Stored data entries
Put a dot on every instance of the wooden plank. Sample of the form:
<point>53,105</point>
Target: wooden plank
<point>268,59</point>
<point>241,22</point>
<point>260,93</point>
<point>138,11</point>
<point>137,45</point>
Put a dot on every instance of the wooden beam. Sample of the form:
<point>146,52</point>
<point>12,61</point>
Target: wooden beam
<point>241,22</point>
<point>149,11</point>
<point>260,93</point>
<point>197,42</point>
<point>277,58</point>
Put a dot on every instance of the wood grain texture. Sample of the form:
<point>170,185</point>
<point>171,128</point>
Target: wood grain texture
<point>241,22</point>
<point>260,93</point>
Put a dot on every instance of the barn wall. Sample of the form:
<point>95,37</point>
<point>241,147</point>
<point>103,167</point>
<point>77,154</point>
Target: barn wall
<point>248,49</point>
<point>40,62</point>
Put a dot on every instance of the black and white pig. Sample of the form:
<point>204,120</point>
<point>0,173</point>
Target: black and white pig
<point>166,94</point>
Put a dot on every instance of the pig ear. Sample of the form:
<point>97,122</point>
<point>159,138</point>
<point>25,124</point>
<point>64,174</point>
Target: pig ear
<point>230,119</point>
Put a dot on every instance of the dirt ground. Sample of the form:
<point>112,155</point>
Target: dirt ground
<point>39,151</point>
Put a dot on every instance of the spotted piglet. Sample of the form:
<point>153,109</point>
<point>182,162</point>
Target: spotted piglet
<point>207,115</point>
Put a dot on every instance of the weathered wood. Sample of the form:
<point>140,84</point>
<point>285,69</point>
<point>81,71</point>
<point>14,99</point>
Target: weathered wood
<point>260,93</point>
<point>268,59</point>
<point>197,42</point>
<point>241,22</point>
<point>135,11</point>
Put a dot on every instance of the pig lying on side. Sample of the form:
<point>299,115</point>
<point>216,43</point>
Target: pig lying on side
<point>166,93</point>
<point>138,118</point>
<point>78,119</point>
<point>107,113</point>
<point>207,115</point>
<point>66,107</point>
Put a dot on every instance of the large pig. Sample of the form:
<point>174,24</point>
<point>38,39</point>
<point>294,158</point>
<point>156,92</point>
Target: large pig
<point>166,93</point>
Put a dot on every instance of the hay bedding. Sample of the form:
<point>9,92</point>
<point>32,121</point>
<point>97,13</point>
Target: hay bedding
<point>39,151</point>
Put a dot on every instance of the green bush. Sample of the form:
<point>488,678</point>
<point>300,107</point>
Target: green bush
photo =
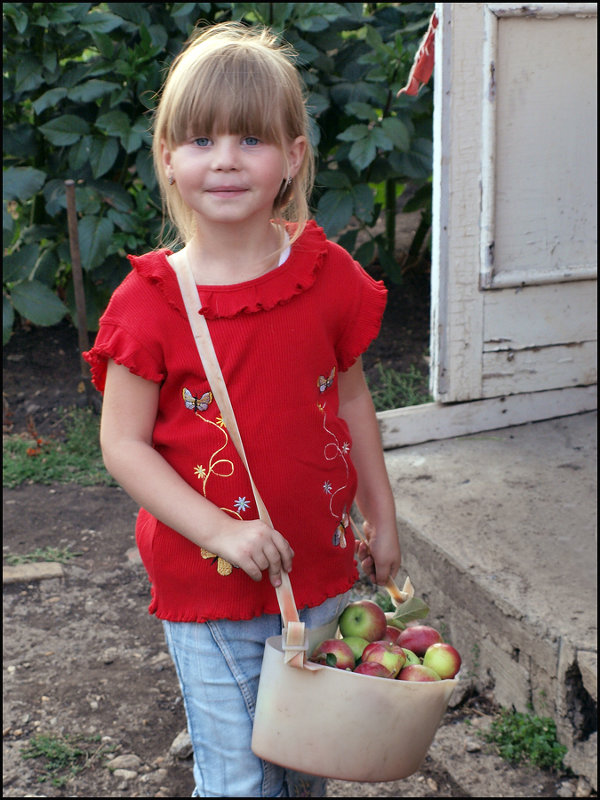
<point>522,738</point>
<point>80,81</point>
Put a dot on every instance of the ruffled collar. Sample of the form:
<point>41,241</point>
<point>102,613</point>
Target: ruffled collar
<point>297,274</point>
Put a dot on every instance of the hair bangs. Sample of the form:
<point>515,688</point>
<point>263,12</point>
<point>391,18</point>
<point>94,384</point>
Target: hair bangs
<point>232,93</point>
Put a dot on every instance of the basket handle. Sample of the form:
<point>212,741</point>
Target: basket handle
<point>294,639</point>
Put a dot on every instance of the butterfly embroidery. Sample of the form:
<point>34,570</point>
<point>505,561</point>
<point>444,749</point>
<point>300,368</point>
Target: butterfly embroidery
<point>324,383</point>
<point>339,537</point>
<point>223,567</point>
<point>197,403</point>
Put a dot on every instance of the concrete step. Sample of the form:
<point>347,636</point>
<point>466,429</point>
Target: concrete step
<point>498,532</point>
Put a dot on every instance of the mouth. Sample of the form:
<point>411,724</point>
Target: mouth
<point>226,190</point>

**WHAT THE EXERCISE ASKS:**
The string "bush" appears on how many lines of the records? State the number alone.

**SOLUTION FOR THIS TASK:**
2